§ Textauszug
33 Jahre in 180 Minuten: Johannes Schmoelling solo in Oirschot

Wir schreiben das Jahr 1985: Helmut Kohl ist gerade einmal seit drei Jahren Bundeskanzler, ich bin von meinem Abitur noch zwei Jahre entfernt, und Johannes Schmoelling verlässt Tangerine Dream, um eine Solo-Karriere zu beginnen. Man sollte es nicht für möglich halten, aber in den 33 Jahren, die seitdem vergangen sind, ist eine lange und beeindruckende Liste von Studioalben zusammengekommen, aber noch kein einziges Solo-Konzert. Das soll sich an diesem Abend ändern. "Zeit - From Wuivent Riet to The Immortal Tourist" ist der ambitionierte Titel des Konzerts, ein Brückenschlag von seinem ersten Solo-Album bis zum aktuellen CD mit Robert Waters. Selbiger wird ihn heute auch auf der Bühne unterstützen.

§ Anweisung 1
Schreiben Sie aus dem Konzertbericht den Abschnitt von „Wir schreiben das“ bis „der Bühne unterstützen.“ wortgetreu ab.
§ Anweisung 2
In welchem Jahr verließ Johannes Schmoelling laut dem Konzertbericht Tangerine Dream?
§ Anweisung 3
Fassen Sie den Absatz des Konzertberichts, der mit „Wir schreiben das Jahr 1985“ beginnt, als kurze Stichpunktliste zusammen.

§ Datenauszüge
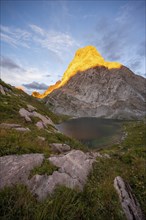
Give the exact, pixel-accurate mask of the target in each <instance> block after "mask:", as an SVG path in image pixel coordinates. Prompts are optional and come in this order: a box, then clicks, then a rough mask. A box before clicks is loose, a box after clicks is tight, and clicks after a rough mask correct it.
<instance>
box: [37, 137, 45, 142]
mask: <svg viewBox="0 0 146 220" xmlns="http://www.w3.org/2000/svg"><path fill="white" fill-rule="evenodd" d="M38 140H40V141H45V140H46V139H45V138H44V137H41V136H38Z"/></svg>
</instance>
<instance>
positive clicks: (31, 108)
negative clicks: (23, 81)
mask: <svg viewBox="0 0 146 220" xmlns="http://www.w3.org/2000/svg"><path fill="white" fill-rule="evenodd" d="M27 109H28V111H29V112H33V111H35V110H37V109H36V108H35V107H33V106H32V105H29V104H28V105H27Z"/></svg>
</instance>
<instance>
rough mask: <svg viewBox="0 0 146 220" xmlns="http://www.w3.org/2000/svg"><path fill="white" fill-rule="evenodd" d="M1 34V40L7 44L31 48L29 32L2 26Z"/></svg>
mask: <svg viewBox="0 0 146 220" xmlns="http://www.w3.org/2000/svg"><path fill="white" fill-rule="evenodd" d="M0 32H1V40H2V41H4V42H5V43H8V44H10V45H11V46H14V47H18V46H22V47H25V48H30V44H29V40H30V38H31V33H29V32H28V31H26V30H22V29H18V28H13V27H8V26H3V25H1V26H0Z"/></svg>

§ Erwartete Antwort 1
Wir schreiben das Jahr 1985: Helmut Kohl ist gerade einmal seit drei Jahren Bundeskanzler, ich bin von meinem Abitur noch zwei Jahre entfernt, und Johannes Schmoelling verlässt Tangerine Dream, um eine Solo-Karriere zu beginnen. Man sollte es nicht für möglich halten, aber in den 33 Jahren, die seitdem vergangen sind, ist eine lange und beeindruckende Liste von Studioalben zusammengekommen, aber noch kein einziges Solo-Konzert. Das soll sich an diesem Abend ändern. "Zeit - From Wuivent Riet to The Immortal Tourist" ist der ambitionierte Titel des Konzerts, ein Brückenschlag von seinem ersten Solo-Album bis zum aktuellen CD mit Robert Waters. Selbiger wird ihn heute auch auf der Bühne unterstützen.

§ Erwartete Antwort 2
1985.

§ Erwartete Antwort 3
- 1985 verlässt Johannes Schmoelling Tangerine Dream und beginnt eine Solo-Karriere.
- In den 33 Jahren seitdem sind viele Studioalben entstanden, aber kein einziges Solo-Konzert.
- An diesem Abend findet das erste Solo-Konzert statt.
- Titel des Konzerts: „Zeit - From Wuivent Riet to The Immortal Tourist“.
- Das Konzert spannt den Bogen vom ersten Solo-Album bis zur aktuellen CD mit Robert Waters.
- Robert Waters unterstützt Schmoelling auf der Bühne.